Take the line containing "For this challenge, identify the black" through the last line of the data and retype those lines exactly. Pictures do not belong in the copy.

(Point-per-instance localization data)
..............................
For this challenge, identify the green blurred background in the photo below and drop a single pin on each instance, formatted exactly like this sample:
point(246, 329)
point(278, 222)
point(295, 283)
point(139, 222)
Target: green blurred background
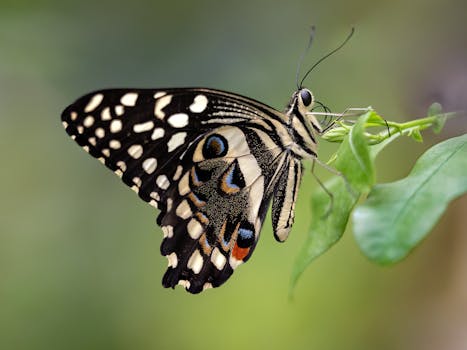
point(79, 253)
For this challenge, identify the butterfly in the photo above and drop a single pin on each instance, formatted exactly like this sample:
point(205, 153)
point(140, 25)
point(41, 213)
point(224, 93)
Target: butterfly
point(211, 161)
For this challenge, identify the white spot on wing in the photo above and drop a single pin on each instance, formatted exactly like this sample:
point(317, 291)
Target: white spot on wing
point(160, 104)
point(195, 229)
point(115, 144)
point(159, 94)
point(183, 210)
point(183, 185)
point(92, 141)
point(195, 262)
point(178, 120)
point(88, 121)
point(173, 260)
point(207, 285)
point(142, 127)
point(116, 126)
point(199, 104)
point(176, 141)
point(93, 103)
point(186, 284)
point(163, 182)
point(135, 151)
point(137, 181)
point(105, 115)
point(155, 196)
point(218, 259)
point(149, 165)
point(119, 110)
point(168, 204)
point(129, 99)
point(100, 133)
point(168, 231)
point(122, 165)
point(157, 133)
point(178, 172)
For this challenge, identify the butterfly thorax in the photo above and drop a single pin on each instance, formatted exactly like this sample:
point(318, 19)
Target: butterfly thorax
point(302, 125)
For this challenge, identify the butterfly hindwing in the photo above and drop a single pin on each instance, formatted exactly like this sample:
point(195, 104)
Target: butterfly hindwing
point(212, 182)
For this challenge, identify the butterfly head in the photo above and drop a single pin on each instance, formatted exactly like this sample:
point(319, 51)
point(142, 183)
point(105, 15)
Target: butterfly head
point(305, 125)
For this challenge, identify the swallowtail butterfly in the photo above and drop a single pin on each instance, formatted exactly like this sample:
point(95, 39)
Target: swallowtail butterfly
point(211, 161)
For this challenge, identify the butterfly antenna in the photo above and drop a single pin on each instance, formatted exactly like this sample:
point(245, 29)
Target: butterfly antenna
point(299, 66)
point(327, 55)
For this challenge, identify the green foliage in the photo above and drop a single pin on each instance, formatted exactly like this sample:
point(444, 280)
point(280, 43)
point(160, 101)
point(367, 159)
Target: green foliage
point(398, 215)
point(394, 217)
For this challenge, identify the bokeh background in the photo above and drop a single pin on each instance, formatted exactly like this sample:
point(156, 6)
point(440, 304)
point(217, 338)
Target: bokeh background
point(79, 253)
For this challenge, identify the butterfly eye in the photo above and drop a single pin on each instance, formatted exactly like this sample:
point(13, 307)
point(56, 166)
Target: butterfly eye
point(306, 97)
point(215, 146)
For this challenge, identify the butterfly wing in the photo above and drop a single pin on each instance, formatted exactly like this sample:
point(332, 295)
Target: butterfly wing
point(207, 159)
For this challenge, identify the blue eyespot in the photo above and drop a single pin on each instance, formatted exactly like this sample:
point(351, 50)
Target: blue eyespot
point(306, 97)
point(246, 235)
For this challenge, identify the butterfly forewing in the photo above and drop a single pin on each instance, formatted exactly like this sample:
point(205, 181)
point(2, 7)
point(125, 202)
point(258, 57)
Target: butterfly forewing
point(208, 159)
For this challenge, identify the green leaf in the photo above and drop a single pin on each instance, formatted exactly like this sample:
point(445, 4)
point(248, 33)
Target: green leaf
point(331, 214)
point(416, 135)
point(327, 227)
point(398, 215)
point(436, 110)
point(353, 158)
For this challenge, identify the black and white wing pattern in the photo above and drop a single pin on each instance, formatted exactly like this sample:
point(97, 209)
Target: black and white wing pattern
point(210, 161)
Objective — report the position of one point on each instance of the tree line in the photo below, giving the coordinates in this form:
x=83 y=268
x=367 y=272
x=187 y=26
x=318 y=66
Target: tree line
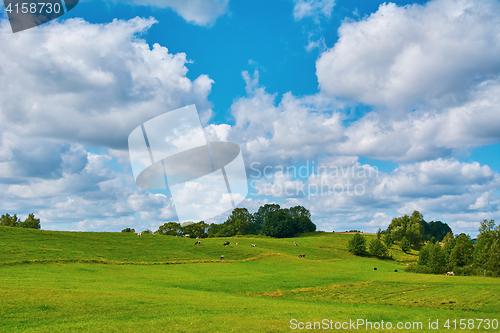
x=268 y=220
x=13 y=221
x=407 y=231
x=439 y=250
x=462 y=255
..............................
**Answer to this exercise**
For this challenge, identify the black and white wing pattern in the photo above and drop a single pin on each instance, formatted exactly like this sample:
point(97, 209)
Target: black and white wing pattern
point(210, 161)
Objective — report the position of one point on each instance of the tree line in the photo below, giving the coordinates in this form:
x=83 y=268
x=367 y=272
x=187 y=26
x=318 y=66
Target: tree line
x=268 y=220
x=13 y=221
x=407 y=231
x=439 y=250
x=462 y=255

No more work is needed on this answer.